## EXTRACTED ENTRIES
________________________

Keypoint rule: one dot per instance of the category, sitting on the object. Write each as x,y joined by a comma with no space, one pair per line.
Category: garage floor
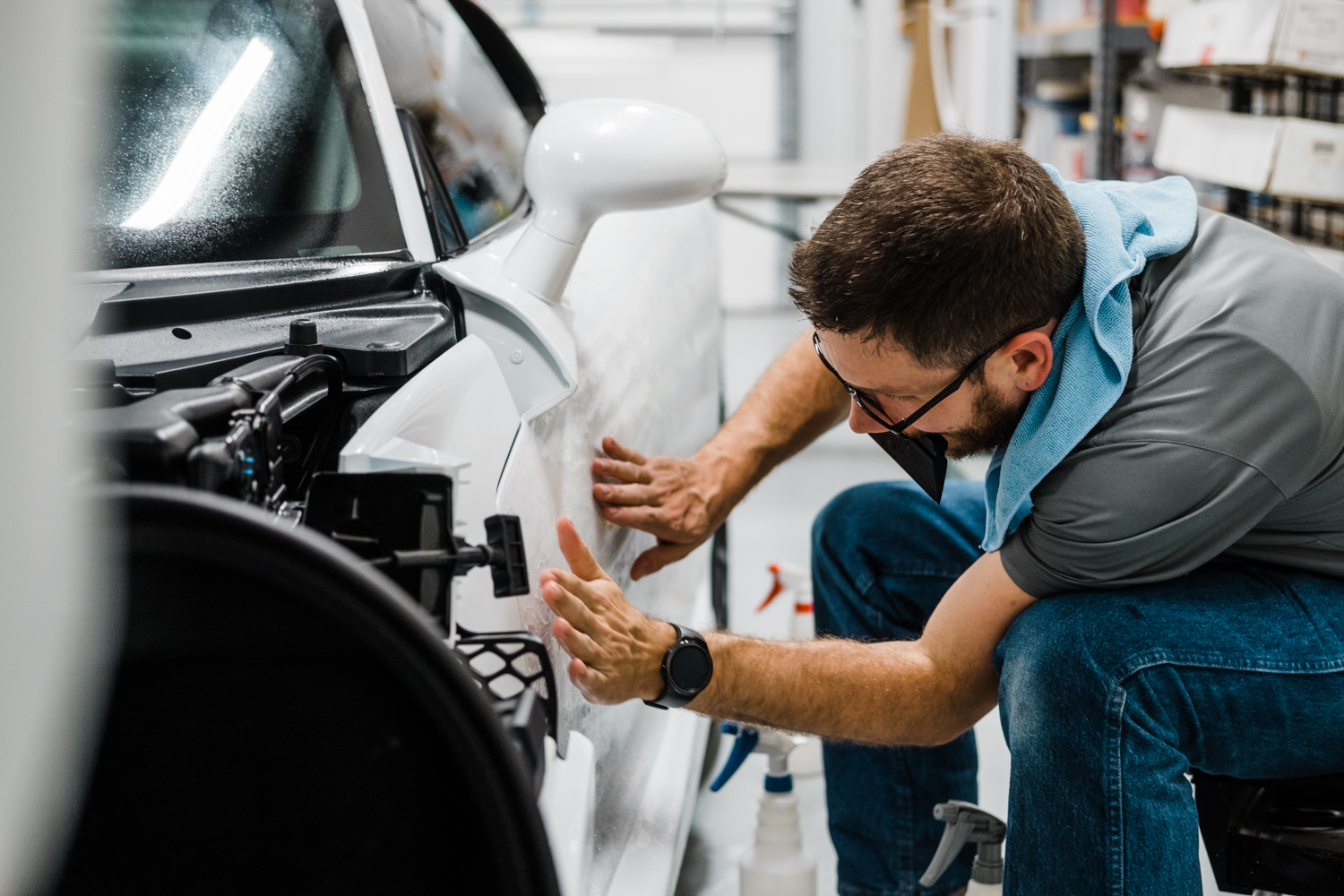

________________________

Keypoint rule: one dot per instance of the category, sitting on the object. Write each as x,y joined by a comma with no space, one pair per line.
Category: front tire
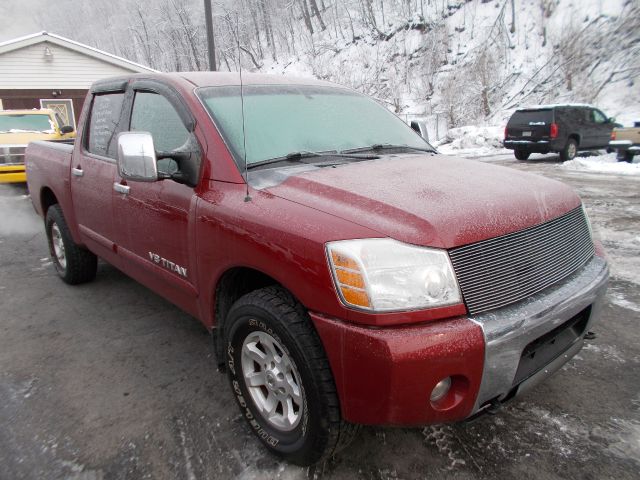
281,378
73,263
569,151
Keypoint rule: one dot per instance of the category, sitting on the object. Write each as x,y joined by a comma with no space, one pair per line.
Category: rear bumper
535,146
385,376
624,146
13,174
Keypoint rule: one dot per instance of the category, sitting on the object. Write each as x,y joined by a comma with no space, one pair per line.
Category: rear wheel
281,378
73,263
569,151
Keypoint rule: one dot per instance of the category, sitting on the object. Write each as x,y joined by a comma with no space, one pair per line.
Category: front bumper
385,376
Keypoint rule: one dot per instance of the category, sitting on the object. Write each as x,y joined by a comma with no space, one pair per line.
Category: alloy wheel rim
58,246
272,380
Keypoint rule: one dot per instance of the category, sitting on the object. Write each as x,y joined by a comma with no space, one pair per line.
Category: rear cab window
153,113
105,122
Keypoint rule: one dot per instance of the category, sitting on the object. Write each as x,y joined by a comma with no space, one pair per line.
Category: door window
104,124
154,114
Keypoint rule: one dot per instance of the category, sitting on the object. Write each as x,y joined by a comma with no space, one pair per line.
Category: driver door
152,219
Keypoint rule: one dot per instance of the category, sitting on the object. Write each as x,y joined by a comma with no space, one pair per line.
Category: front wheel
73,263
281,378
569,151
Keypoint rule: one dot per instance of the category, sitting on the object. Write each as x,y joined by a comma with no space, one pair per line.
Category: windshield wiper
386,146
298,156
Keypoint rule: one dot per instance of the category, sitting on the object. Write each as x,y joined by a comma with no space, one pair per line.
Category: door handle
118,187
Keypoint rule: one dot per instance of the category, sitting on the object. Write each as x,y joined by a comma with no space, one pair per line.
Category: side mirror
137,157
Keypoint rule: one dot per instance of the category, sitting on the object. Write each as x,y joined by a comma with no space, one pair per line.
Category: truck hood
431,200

________________________

## WHAT THE TASK REQUIRES
Gather every line above that contains the string "window", treating uppercase and lowercase letters as distinct.

## TASK SOLUTION
Category: rear cab window
Category: door window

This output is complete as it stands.